## Linhas de dados

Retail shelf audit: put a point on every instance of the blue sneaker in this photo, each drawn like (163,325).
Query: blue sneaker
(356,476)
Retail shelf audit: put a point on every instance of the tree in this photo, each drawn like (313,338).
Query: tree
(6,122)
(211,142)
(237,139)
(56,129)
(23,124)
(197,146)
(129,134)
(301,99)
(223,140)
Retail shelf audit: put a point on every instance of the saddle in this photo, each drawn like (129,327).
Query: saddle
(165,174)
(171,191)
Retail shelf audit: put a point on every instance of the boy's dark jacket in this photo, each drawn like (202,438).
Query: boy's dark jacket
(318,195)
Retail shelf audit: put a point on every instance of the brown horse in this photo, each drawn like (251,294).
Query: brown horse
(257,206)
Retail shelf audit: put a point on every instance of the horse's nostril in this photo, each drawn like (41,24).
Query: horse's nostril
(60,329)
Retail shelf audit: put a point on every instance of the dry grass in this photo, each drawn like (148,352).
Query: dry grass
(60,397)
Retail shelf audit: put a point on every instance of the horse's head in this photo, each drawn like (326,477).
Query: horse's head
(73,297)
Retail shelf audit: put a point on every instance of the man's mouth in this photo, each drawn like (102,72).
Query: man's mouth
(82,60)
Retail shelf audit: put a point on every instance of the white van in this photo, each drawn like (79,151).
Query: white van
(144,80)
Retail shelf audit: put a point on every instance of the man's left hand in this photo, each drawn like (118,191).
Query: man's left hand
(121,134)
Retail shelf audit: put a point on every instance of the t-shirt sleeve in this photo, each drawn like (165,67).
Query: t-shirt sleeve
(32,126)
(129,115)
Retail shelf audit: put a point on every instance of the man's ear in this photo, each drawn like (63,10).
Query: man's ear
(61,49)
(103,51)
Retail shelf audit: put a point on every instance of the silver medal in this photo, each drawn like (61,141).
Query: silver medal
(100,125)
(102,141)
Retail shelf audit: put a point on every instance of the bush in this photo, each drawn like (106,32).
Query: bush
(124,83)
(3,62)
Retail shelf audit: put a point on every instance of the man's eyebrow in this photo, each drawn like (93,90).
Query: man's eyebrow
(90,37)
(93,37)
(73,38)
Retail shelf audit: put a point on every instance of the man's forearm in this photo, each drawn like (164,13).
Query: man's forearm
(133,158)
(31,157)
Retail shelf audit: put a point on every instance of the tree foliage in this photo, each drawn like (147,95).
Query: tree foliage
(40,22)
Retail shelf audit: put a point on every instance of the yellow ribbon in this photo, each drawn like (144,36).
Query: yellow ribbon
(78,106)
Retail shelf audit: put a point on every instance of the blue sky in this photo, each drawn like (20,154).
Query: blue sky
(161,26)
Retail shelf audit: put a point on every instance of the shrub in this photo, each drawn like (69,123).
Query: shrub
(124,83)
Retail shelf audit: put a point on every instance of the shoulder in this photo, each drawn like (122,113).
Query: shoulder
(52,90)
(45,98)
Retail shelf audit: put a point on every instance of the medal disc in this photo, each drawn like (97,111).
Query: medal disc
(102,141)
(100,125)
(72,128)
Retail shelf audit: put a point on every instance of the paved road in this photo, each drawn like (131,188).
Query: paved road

## Enunciado
Transforme todo o material acima em uma lista JSON de strings, com uma string para cada linha e sem as linhas em branco.

## Resolução detalhada
[
  "Retail shelf audit: put a point on every instance of the blue sneaker in this photo, each drawn like (163,325).",
  "Query: blue sneaker",
  "(356,476)",
  "Retail shelf audit: put a point on every instance of the tree in this photo, each drawn like (313,338).",
  "Query: tree",
  "(6,122)",
  "(211,142)",
  "(237,139)",
  "(56,129)",
  "(23,124)",
  "(197,146)",
  "(129,134)",
  "(301,99)",
  "(223,140)",
  "Retail shelf audit: put a point on every instance of the saddle in this photo, each drawn like (129,327).",
  "Query: saddle",
  "(165,174)",
  "(171,191)",
  "Retail shelf audit: put a point on every instance of the boy's dark jacket in this photo, each drawn like (202,438).",
  "Query: boy's dark jacket",
  "(318,195)",
  "Retail shelf audit: put a point on every instance of the brown horse in this photo, each drawn like (251,294).",
  "Query: brown horse",
  "(257,206)",
  "Retail shelf audit: put a point on every instance of the horse's nostril in this photo, each drawn like (41,24).",
  "Query: horse's nostril",
  "(60,329)",
  "Retail shelf audit: put a point on every instance of the dry grass in this photo, each drawn like (148,352).",
  "Query: dry grass",
  "(60,397)",
  "Retail shelf audit: put a point on every instance of the horse's head in this photo, each drawn like (326,477).",
  "Query: horse's head",
  "(73,297)",
  "Retail shelf audit: put a point on every instance of the man's mouth in this photo, each drawn like (102,72).",
  "Query: man's mouth",
  "(82,60)",
  "Retail shelf audit: put a point on every instance of the white van in this photo, each drawn like (79,151).",
  "Query: white van",
  "(144,80)",
  "Retail shelf audit: put a point on every instance of the man's left hand in this photo, each drawn like (118,191).",
  "Query: man's left hand",
  "(121,134)",
  "Retail shelf audit: put a point on every instance of the t-shirt sleeve in this photo, each drawn like (165,67).",
  "Query: t-shirt sleeve",
  "(32,126)",
  "(129,115)",
  "Retail shelf audit: put a point on every instance of the man's ear in this photo, each drawn like (63,10).",
  "Query: man's ear",
  "(61,49)",
  "(103,51)",
  "Retail shelf audit: put a point on every instance of the silver medal in this photo, each drawn like (61,141).",
  "Query: silver medal",
  "(100,125)",
  "(102,141)",
  "Retail shelf audit: put a point on every instance of the bush in this photo, each drawn like (106,32).",
  "Query: bush",
  "(124,83)",
  "(3,62)",
  "Retail shelf audit: put a point on every instance of the man's eyebrow in this photo, each drawn like (93,90).",
  "Query: man's eyebrow",
  "(90,37)",
  "(93,37)",
  "(73,38)",
  "Retail shelf audit: put a point on every instance of the man's forearm in this photo, each drawn like (164,13).",
  "Query: man's forearm",
  "(133,158)",
  "(31,157)",
  "Retail shelf audit: put a point on every instance of the tree foliage in this photo, each drawn like (147,95).",
  "Query: tree foliage",
  "(40,22)",
  "Retail shelf audit: put a point on every instance of the yellow ribbon in this photo, each drawn like (144,36).",
  "Query: yellow ribbon",
  "(78,106)",
  "Retail shelf audit: put a point on every instance of the blue sky in this photo, each drawn like (20,154).",
  "Query: blue sky",
  "(161,26)",
  "Retail shelf audit: put a point on every instance of the shrub in this photo, each drawn like (69,123).",
  "Query: shrub",
  "(124,83)",
  "Retail shelf audit: put a point on every instance of the shoulder in this photo, each drawn like (122,113).",
  "Query: shoulder",
  "(52,90)",
  "(45,98)",
  "Retail shelf audit: put a point on every instance of the medal disc in this photo, each drawn like (97,111).",
  "Query: medal disc",
  "(102,141)",
  "(100,125)",
  "(72,128)",
  "Retail shelf audit: put a point on every instance of the paved road in this photo, each drawn like (131,188).",
  "Query: paved road"
]